WORK ORDER - Look for the word "below". Copy every line of the listing where it occurs.

INPUT DATA -
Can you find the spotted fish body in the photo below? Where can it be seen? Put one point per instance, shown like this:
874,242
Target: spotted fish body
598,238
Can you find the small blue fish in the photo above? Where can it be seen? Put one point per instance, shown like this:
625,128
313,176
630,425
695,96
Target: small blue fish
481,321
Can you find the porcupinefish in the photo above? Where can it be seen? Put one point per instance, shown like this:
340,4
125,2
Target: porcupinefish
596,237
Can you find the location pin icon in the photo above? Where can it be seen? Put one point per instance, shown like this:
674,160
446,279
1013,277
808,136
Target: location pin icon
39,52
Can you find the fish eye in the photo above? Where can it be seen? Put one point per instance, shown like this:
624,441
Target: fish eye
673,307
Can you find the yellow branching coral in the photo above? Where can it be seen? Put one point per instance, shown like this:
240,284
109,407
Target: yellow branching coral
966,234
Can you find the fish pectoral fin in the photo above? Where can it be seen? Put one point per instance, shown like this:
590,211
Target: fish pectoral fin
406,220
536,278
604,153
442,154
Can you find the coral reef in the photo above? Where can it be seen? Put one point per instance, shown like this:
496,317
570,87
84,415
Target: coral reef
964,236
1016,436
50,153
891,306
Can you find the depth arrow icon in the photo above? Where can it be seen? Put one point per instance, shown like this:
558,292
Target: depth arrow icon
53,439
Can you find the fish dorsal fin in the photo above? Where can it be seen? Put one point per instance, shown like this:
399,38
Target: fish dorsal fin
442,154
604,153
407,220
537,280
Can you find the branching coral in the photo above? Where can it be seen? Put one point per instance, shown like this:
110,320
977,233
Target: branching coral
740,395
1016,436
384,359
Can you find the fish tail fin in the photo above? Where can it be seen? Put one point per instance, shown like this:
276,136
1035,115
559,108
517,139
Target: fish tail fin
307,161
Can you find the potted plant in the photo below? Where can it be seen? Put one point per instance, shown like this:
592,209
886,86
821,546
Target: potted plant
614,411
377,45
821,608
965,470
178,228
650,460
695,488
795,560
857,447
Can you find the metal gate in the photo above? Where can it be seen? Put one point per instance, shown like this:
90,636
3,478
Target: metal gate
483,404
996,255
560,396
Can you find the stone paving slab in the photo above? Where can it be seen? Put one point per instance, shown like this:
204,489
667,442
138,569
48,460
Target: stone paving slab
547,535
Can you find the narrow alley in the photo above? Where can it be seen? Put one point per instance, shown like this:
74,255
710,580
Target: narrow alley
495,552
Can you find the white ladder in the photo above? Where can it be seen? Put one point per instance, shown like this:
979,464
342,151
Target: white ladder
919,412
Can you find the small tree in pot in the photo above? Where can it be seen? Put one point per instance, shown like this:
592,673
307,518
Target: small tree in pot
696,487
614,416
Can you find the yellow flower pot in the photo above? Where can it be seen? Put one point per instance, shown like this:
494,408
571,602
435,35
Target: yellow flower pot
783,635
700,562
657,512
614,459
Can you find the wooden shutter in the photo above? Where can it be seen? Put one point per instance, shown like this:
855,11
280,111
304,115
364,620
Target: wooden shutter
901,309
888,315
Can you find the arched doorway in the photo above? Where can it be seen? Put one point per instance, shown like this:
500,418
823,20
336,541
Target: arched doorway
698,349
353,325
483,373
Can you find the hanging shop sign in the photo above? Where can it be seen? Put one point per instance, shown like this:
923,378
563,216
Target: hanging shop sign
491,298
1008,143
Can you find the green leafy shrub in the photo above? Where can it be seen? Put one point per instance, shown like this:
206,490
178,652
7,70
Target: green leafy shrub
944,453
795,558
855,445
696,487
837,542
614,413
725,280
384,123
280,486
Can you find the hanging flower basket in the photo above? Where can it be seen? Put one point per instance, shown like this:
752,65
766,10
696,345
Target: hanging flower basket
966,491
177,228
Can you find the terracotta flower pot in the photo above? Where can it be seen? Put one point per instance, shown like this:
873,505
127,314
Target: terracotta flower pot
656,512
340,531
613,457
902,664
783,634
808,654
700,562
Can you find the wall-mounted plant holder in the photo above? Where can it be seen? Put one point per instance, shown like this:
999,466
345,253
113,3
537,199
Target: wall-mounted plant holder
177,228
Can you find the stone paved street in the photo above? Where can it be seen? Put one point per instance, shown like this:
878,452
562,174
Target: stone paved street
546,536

ANSWER FOR THIS EXERCISE -
Can you find the spotted fish body in the photo below? Where can it be seen? Put one point per instance, shown like this:
Can you find the potted plant in the photo below? Where can it be seen? Put one point per instance, shown like this:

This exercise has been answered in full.